• [Materials provided]
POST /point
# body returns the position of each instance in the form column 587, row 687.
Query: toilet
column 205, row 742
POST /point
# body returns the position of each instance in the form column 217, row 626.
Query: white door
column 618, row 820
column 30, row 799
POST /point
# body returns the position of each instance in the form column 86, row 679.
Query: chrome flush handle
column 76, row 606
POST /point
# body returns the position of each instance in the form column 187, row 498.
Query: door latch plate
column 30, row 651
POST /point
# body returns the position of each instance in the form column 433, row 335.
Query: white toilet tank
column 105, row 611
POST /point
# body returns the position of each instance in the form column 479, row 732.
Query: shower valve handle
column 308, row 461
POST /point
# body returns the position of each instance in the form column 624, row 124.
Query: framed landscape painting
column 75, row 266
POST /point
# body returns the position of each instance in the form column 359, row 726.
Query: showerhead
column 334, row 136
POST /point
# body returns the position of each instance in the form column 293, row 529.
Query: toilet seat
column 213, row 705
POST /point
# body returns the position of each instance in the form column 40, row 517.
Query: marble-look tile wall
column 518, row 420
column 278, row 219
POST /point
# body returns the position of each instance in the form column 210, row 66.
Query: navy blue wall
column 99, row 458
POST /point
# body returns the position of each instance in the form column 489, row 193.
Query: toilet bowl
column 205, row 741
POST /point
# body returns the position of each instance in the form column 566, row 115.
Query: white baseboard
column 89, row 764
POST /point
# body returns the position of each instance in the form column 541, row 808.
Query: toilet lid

• [Exercise directions]
Rewrite all of the rows above, putting "occurrence" in place of "instance" and keeping everything else unchanged.

• [Correct result]
POST /point
# body returns the position of each occurrence in the form column 587, row 687.
Query: toilet
column 205, row 742
POST /point
# body returns the position of each occurrence in the form column 217, row 626.
Query: white door
column 618, row 820
column 30, row 799
POST /point
# body returns the position of each occurrence in the form column 86, row 679.
Query: chrome flush handle
column 76, row 606
POST /point
# body returns the position of each occurrence in the form column 187, row 498.
Query: door latch plate
column 30, row 651
POST /point
# body returns the position of each occurrence in the form column 433, row 335.
Query: white toilet tank
column 105, row 611
POST /point
# body returns the position of each occurrence in the form column 479, row 732.
Query: shower valve handle
column 308, row 461
POST /point
# body returns the position of each occurrence in the form column 624, row 124.
Query: framed landscape painting
column 75, row 266
POST /point
# body returns the position of each occurrence in the form column 359, row 726.
Query: showerhead
column 334, row 136
POST /point
# body returns the position of each occurrence in the form column 293, row 529.
Query: toilet seat
column 213, row 705
POST /point
# body returns the position of each occurrence in the form column 40, row 517.
Query: marble-look tile wall
column 518, row 420
column 278, row 219
POST /point
# body returns the position of each occurrence in the form column 210, row 66.
Query: navy blue wall
column 99, row 458
POST /point
# body returns the position of each occurrence in the form column 489, row 193.
Query: toilet bowl
column 205, row 741
POST /point
# body returns the position of each occurrence in the form column 566, row 115.
Query: white baseboard
column 89, row 764
POST /point
# body returns the position of each occurrence in the form column 541, row 808.
Query: toilet lid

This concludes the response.